* _SUPPLIED PASSAGE_:
⟨
The court thus held that the service of process on diplomatic agents by way of registered post does not infringe their personal inviolability, nor that of their residence. I submit that the reasoning of the court in the Reyes case is a correct interpretation of current diplomatic law and that the South African courts will most likely follow this judgment and come to a similar conclusion.

It is noted that r 5(1)(c) of the Rules for the Conduct of Proceedings before the Commission for Conciliation, Mediation and Arbitration specifically provides for the service of documents by e-mailing a copy thereof to the person’s e-mail address. It is worth noting that the CCMA Rules were amended with effect from 1 April 2015 to incorporate some of the provisions of Chapter III, Part 2 the Electronic Communications and Transactions Act 25 of 2002. Furthermore, the Uniform Rules of Court were also amended on 27 July 2012 to include r 4A, which now allows for service by facsimile, registered post and e-mail.
⟩
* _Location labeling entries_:
⟨
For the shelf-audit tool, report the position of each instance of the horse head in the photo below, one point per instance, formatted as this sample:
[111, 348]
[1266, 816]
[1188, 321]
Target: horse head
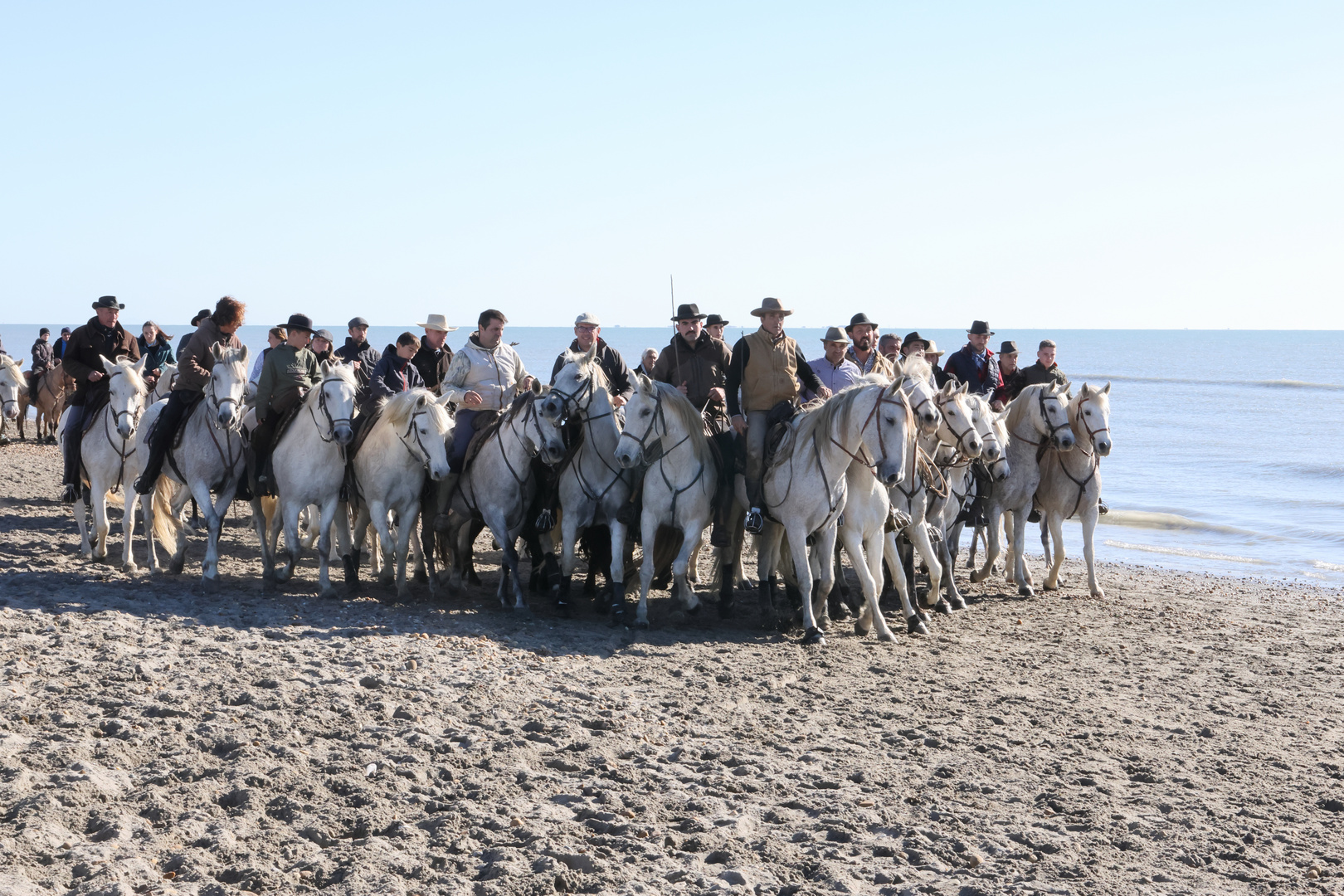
[640, 421]
[956, 426]
[338, 399]
[227, 384]
[550, 445]
[11, 381]
[125, 392]
[1090, 416]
⟩
* _PROBLEMS TO SOLVE_:
#1 According to the passage on service of process, which rule did the 27 July 2012 amendment add to the Uniform Rules of Court?
#2 Summarize the passage on service of process in two sentences.
These entries come from a separate source and are unrelated to the passage.

* _FULL SOLUTIONS_:
#1 Rule 4A.

#2 The court in the Reyes case held that serving process on diplomatic agents by registered post does not infringe their personal inviolability or that of their residence, and the writer expects South African courts to follow that judgment. The CCMA Rules provide for service of documents by e-mail and were amended from 1 April 2015, while the Uniform Rules of Court were amended on 27 July 2012 to add r 4A, which allows service by facsimile, registered post and e-mail.